Exercise requirements: Write out again only the lines from the one that contains "keyboard. Report the bounding boxes." through the last line, keeping the request. Shift every bounding-box coordinate in the answers by adding 82 to it.

— start of Records supplied —

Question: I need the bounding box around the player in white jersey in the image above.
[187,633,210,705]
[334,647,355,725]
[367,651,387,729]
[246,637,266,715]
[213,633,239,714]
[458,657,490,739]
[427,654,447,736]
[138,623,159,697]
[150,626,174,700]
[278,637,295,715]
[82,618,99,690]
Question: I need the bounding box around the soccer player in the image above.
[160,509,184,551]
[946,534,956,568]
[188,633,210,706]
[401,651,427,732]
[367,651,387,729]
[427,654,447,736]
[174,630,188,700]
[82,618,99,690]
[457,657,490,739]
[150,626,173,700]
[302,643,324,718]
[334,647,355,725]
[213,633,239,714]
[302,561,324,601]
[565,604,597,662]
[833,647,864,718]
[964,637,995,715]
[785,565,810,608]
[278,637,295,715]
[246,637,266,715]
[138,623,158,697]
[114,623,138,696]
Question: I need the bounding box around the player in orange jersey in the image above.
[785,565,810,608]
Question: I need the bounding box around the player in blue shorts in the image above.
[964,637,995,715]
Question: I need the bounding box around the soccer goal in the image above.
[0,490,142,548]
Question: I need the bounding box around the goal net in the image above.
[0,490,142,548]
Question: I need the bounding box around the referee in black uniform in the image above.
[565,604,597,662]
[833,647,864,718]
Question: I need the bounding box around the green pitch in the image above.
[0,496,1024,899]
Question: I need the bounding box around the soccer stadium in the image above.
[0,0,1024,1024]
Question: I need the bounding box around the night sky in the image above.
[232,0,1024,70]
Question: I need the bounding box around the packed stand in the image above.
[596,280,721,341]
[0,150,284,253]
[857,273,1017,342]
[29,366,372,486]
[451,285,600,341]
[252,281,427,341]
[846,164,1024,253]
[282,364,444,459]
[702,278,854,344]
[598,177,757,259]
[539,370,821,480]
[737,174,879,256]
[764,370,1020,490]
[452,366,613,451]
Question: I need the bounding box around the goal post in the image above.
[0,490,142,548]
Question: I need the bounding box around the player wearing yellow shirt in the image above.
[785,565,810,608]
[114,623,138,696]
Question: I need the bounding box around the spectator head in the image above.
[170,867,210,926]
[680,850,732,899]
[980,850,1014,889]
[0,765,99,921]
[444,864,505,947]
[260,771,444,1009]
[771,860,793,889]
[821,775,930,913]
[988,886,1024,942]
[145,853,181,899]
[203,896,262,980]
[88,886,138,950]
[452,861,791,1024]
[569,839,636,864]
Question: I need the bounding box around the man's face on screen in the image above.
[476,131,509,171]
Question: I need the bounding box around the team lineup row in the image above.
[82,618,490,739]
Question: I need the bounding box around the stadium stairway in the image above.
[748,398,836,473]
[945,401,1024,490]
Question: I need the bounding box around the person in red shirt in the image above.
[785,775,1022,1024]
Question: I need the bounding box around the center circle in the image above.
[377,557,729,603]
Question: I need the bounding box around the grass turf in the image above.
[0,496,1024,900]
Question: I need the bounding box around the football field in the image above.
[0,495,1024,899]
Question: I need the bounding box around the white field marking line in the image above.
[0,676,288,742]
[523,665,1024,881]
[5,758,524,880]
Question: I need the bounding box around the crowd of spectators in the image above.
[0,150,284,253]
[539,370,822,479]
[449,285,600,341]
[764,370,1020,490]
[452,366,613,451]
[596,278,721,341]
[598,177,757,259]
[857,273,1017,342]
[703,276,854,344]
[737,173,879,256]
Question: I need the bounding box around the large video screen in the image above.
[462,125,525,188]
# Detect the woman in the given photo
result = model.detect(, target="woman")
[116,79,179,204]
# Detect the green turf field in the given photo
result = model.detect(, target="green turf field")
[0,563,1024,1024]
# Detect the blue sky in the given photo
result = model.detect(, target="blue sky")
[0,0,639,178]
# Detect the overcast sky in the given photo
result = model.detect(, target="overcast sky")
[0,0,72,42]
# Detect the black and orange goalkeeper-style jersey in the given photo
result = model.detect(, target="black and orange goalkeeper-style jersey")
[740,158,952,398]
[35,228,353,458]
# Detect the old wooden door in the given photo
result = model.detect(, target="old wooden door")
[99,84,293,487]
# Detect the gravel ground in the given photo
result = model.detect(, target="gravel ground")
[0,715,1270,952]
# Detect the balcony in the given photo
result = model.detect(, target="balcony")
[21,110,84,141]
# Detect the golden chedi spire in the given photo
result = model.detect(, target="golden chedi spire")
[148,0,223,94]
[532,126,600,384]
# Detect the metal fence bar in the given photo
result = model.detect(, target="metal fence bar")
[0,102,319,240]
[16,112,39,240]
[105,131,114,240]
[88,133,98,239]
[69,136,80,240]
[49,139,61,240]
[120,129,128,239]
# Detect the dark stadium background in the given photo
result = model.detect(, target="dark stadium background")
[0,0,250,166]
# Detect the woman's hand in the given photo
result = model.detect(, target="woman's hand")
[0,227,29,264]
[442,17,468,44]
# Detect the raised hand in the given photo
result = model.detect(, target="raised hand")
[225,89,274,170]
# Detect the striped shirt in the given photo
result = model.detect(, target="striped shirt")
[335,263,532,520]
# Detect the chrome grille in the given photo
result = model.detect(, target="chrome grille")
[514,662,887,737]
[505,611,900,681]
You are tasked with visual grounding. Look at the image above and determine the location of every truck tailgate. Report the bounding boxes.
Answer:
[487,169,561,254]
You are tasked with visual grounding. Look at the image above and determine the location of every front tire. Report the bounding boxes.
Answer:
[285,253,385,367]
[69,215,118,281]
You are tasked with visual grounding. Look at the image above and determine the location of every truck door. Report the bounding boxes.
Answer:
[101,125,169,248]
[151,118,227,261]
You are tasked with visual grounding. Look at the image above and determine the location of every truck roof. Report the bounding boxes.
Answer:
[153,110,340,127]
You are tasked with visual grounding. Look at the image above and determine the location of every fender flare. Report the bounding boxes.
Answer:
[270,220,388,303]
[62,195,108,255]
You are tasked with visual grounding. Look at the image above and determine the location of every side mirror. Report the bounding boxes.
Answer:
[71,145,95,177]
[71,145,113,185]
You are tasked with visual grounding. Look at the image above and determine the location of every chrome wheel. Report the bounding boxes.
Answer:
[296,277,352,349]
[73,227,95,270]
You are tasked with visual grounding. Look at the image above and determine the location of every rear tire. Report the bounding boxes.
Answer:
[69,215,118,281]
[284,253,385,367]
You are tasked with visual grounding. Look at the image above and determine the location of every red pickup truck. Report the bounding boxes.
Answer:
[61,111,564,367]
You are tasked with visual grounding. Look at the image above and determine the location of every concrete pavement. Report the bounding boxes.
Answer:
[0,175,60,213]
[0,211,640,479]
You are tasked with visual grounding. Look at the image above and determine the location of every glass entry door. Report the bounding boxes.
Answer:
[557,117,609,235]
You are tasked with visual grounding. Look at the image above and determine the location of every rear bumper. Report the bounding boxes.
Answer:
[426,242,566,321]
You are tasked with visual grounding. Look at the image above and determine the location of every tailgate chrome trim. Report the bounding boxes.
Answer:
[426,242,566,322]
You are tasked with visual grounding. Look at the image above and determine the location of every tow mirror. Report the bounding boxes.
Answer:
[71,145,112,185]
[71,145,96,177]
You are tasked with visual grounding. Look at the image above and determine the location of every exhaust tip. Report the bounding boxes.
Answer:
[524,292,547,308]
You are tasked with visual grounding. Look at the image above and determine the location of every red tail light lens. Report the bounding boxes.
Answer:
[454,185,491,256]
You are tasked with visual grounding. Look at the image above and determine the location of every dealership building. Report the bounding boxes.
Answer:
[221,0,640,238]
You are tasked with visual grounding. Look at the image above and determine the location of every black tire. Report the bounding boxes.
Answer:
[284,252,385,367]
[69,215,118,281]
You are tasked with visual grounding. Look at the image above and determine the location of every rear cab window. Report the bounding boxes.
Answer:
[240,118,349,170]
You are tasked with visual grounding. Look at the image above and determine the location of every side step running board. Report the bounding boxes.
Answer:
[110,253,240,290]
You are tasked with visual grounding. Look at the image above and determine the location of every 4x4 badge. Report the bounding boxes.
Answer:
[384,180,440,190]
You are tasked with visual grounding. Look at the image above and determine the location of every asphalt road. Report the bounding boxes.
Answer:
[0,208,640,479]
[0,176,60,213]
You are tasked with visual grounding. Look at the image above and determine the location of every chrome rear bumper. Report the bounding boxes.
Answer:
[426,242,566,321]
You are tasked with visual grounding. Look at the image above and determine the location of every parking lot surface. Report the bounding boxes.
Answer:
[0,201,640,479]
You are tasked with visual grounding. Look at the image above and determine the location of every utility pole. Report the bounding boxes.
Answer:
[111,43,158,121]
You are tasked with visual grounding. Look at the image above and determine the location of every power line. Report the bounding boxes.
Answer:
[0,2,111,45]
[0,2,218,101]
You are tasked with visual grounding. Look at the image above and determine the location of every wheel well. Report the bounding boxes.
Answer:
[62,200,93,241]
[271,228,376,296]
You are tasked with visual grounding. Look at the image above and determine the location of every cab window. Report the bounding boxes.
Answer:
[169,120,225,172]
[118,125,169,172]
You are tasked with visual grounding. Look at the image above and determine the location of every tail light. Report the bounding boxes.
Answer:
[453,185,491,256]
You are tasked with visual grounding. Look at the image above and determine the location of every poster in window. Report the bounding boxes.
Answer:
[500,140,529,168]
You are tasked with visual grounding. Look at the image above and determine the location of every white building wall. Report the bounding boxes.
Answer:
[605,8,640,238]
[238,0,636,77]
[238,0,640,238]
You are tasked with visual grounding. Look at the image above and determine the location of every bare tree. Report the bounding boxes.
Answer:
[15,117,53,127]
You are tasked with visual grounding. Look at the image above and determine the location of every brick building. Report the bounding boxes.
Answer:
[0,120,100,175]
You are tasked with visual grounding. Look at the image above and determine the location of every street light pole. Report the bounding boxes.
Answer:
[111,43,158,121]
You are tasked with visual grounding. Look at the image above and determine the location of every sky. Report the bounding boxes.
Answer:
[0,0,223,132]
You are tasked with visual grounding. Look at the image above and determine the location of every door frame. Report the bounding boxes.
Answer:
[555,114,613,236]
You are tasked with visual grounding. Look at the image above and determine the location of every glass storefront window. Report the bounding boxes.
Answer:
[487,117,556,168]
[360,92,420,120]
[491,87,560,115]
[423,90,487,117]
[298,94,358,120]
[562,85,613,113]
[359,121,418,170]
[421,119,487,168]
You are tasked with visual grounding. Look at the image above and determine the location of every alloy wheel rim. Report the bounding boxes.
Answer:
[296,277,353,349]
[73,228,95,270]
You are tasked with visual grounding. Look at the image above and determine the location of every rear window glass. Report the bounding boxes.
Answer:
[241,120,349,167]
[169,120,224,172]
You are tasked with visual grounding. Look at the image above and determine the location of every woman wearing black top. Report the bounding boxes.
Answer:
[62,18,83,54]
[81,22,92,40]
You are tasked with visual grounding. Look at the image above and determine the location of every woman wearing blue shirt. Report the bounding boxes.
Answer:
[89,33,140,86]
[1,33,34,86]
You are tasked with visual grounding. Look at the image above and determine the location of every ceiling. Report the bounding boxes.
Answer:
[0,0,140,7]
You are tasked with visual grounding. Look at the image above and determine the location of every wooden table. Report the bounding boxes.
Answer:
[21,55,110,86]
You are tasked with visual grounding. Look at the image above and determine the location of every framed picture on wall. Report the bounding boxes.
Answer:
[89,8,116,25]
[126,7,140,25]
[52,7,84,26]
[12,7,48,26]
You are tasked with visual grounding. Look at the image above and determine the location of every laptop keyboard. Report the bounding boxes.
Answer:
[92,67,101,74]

— end of Records supplied —

Final answer:
You are tasked with visual grounding. Look at the image above and determine the location of every laptop keyboard. Report the bounding boxes.
Answer:
[174,149,183,156]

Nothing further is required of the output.